(Stored items)
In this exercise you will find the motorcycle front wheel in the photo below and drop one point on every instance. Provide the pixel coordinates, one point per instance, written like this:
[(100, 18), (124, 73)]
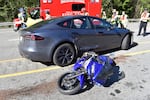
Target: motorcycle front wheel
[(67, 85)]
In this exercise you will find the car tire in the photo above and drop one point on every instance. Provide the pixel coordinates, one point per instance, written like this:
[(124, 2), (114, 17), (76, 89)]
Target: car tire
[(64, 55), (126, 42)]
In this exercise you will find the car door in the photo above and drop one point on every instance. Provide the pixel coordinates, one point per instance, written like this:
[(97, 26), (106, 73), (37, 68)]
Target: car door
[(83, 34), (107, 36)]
* * *
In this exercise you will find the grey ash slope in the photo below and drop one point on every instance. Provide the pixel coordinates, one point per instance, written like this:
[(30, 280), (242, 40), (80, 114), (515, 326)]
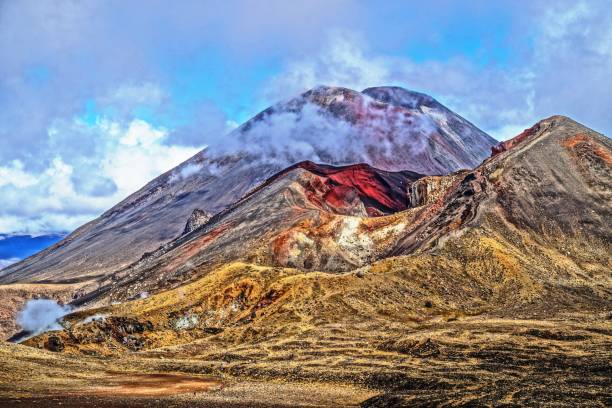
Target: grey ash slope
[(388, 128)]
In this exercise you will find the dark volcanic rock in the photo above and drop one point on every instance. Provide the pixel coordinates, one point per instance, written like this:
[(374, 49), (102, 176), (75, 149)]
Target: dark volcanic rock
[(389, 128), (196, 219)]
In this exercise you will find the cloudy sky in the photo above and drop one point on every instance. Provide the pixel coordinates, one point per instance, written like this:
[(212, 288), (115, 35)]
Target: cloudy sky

WHAT NEEDS TO BE DONE »
Report how many lines of the preceding records include "Provide". Output the number only.

RESPONSE TO THE EXERCISE »
6